> [文档段落]
== == ==
1999 年 5 月 1 日,这个国际劳动节,我是在上海度过的,本台戏曲音乐部

的江则理早在两个多月前就到我家来邀我参加“上海国际越剧舞台艺术展播”开幕式的主持工作,他对我说:“活儿不累,我的意思是叫你去上海连工作带休息,总闷在家中也不是个事儿。”我 1998 年夏踝伤以来,快一年了基本上没离北京, 只在这年岁末照惯例去了趟奥地利,转播维也纳新年音乐会。江则理叫我去上海,算是一年多第二次出远门。他为了增强我去上海的动力,告诉我,他要陪我一块儿去趟周庄,那是江南唯一保留明清建筑格局的水乡,常去南方出差的人要是没去过周庄,没吃过周庄烧的肘子,才叫遗憾。陈逸飞的那张油画《桥》,邮票上都印了,就是在周庄画的⋯⋯

其实,他不动员我,我也是要去的,因为我正在写一篇散文《情人墙遐思》, 还有许多细节,我需要去上海了解一下,我打算到夜色中的外滩再漫步一次,以往去过多次,但要落墨于纸了才觉得对外滩的印象还只是一个朦朦胧胧的轮廓。我要再去看看,看看大上海,看看上海的几位朋友。
== == ==
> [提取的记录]

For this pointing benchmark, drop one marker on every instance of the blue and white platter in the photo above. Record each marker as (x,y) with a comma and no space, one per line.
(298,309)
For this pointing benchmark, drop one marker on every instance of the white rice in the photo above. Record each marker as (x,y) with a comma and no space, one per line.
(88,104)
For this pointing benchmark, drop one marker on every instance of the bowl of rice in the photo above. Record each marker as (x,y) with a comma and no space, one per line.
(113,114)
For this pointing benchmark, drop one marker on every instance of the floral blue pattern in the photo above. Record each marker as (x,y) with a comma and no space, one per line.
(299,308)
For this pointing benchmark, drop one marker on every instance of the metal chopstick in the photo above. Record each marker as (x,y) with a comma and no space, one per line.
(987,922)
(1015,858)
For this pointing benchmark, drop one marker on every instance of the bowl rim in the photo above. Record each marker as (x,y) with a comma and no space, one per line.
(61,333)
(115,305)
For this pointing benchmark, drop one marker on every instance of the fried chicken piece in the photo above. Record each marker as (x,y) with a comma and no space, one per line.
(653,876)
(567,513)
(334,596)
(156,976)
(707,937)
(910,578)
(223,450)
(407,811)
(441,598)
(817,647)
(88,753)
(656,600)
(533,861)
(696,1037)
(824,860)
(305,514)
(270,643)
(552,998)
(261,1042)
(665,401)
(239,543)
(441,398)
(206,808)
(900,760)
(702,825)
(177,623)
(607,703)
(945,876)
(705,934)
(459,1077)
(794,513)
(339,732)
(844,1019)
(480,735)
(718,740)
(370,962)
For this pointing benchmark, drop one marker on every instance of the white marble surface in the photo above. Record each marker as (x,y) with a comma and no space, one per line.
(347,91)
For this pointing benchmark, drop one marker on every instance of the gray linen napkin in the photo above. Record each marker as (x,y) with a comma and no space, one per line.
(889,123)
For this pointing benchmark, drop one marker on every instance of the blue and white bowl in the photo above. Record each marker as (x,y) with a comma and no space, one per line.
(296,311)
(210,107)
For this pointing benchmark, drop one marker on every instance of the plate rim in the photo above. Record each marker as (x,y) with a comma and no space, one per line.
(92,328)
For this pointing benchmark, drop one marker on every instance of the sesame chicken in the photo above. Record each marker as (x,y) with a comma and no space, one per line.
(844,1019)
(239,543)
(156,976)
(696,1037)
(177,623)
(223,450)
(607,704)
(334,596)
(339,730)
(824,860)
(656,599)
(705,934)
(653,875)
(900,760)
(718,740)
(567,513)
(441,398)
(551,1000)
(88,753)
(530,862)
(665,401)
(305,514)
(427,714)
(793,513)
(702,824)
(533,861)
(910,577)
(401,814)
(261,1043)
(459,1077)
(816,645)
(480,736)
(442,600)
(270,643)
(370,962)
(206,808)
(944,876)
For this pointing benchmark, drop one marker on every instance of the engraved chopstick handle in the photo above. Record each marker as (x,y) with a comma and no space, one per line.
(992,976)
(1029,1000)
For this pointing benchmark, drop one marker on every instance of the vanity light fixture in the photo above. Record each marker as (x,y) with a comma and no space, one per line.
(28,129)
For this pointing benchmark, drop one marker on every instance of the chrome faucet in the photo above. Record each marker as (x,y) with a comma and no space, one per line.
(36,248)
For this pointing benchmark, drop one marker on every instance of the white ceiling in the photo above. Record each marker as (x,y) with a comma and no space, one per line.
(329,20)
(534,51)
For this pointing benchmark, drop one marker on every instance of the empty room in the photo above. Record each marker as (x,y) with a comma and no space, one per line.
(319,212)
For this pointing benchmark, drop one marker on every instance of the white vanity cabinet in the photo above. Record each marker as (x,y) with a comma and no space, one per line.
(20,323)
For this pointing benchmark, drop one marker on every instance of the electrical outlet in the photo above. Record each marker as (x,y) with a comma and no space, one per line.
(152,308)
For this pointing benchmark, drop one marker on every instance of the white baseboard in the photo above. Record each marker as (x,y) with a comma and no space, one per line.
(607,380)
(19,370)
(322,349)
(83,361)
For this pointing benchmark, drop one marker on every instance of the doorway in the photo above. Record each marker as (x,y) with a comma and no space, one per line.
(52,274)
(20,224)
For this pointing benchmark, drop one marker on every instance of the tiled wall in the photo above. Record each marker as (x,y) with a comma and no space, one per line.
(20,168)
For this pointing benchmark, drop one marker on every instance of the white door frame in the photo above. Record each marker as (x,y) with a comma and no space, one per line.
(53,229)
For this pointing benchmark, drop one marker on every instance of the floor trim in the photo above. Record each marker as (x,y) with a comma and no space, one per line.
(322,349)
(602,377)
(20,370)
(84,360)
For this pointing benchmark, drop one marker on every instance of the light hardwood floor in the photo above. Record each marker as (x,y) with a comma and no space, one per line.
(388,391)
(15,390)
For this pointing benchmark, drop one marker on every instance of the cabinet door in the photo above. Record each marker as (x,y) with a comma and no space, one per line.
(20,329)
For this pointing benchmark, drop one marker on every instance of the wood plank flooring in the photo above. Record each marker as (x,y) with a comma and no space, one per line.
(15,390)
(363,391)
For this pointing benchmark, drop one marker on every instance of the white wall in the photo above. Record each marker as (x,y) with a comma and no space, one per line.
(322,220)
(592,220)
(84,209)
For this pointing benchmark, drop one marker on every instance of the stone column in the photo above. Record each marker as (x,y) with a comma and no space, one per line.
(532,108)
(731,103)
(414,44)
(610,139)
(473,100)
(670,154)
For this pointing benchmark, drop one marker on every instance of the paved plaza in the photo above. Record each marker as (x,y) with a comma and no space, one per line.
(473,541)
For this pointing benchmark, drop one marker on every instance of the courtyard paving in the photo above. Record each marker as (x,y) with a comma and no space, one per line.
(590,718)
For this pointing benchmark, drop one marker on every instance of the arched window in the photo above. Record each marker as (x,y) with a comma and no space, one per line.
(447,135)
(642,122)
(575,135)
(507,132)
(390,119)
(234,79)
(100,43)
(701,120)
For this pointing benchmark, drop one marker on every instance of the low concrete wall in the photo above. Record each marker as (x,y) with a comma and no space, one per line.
== == ==
> [任务目标] 请把讲上海之行的这段文字从“1999 年 5 月 1”一直到“大上海,看看上海的几位朋友。”原样照录下来。 这些数据是另外提供的独立材料。

> [练习结果]
1999 年 5 月 1 日,这个国际劳动节,我是在上海度过的,本台戏曲音乐部

的江则理早在两个多月前就到我家来邀我参加“上海国际越剧舞台艺术展播”开幕式的主持工作,他对我说:“活儿不累,我的意思是叫你去上海连工作带休息,总闷在家中也不是个事儿。”我 1998 年夏踝伤以来,快一年了基本上没离北京, 只在这年岁末照惯例去了趟奥地利,转播维也纳新年音乐会。江则理叫我去上海,算是一年多第二次出远门。他为了增强我去上海的动力,告诉我,他要陪我一块儿去趟周庄,那是江南唯一保留明清建筑格局的水乡,常去南方出差的人要是没去过周庄,没吃过周庄烧的肘子,才叫遗憾。陈逸飞的那张油画《桥》,邮票上都印了,就是在周庄画的⋯⋯

其实,他不动员我,我也是要去的,因为我正在写一篇散文《情人墙遐思》, 还有许多细节,我需要去上海了解一下,我打算到夜色中的外滩再漫步一次,以往去过多次,但要落墨于纸了才觉得对外滩的印象还只是一个朦朦胧胧的轮廓。我要再去看看,看看大上海,看看上海的几位朋友。